→ Task requirements: Only the lines from the line containing "Query: crucifix" to the end of the entries, both included, belong in your answer, and each must match exactly.

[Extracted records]
※ ※ ※
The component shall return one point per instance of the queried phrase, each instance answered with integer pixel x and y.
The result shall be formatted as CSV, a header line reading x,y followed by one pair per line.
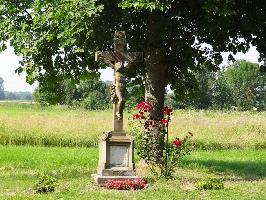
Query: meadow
x,y
29,124
63,142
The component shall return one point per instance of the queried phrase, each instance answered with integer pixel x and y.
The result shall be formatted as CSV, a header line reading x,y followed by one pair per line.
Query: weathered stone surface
x,y
116,148
101,180
119,155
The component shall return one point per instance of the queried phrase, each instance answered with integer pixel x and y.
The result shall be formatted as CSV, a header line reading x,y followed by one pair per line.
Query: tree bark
x,y
155,82
156,69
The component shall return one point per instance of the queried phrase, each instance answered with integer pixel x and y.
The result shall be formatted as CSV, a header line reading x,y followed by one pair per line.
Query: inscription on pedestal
x,y
119,155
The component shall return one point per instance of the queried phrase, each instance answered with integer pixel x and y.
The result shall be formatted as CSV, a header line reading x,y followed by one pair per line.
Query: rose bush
x,y
160,155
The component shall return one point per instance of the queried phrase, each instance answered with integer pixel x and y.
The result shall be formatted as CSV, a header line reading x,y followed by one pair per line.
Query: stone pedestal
x,y
116,157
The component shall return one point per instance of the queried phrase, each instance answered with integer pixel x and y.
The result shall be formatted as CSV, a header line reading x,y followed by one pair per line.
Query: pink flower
x,y
145,106
164,121
177,143
137,116
167,110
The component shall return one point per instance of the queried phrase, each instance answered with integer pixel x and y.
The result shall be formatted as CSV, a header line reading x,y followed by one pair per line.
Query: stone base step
x,y
101,180
112,172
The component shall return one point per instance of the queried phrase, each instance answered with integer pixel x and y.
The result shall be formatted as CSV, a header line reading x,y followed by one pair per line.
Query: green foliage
x,y
57,39
210,183
2,94
89,94
248,85
152,142
18,95
46,184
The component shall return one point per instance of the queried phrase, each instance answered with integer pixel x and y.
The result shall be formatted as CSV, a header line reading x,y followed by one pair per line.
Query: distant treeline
x,y
89,94
5,95
240,86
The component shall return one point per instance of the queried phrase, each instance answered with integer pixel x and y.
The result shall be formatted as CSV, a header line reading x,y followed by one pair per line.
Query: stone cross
x,y
116,59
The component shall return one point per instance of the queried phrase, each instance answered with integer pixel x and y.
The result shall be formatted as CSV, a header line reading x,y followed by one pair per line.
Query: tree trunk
x,y
155,82
156,70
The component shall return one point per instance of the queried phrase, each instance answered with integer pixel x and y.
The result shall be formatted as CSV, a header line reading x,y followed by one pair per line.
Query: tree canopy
x,y
2,94
58,38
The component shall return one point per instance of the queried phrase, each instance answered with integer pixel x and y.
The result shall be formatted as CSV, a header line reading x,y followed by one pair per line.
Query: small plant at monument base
x,y
210,183
128,184
152,141
46,184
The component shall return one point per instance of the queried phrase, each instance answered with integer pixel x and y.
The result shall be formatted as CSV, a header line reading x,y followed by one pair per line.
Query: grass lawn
x,y
22,124
243,171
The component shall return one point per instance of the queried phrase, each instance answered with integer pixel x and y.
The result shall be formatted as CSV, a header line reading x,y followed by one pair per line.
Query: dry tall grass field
x,y
22,124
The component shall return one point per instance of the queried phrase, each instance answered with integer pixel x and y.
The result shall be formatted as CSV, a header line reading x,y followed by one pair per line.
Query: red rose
x,y
137,116
177,143
164,121
167,110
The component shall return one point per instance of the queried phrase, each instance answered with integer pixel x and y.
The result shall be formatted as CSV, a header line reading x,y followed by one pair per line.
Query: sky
x,y
13,82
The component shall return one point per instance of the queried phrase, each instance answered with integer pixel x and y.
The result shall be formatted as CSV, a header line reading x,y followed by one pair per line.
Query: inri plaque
x,y
119,155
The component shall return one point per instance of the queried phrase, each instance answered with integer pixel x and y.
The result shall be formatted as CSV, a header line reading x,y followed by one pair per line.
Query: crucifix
x,y
117,60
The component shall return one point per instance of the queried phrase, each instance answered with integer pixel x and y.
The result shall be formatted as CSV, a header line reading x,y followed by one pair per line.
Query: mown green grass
x,y
31,124
243,172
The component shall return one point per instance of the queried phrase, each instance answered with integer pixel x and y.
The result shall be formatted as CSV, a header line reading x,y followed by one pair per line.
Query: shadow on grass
x,y
248,170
※ ※ ※
→ Exercise result:
Query: crucifix
x,y
117,60
The component shall return one point per instance of the queried phrase, each instance answered with integer pixel x and y.
The result shall be formatted as CSV, a header line reading x,y followed by one pair per line.
Query: mown green grass
x,y
31,124
243,172
The component shall return one point per instance of the queried phrase, each instance answered with integer pixel x and y.
The result shall be formatted as CSV, a header line reading x,y followed by one pair per line.
Query: shadow on grass
x,y
248,170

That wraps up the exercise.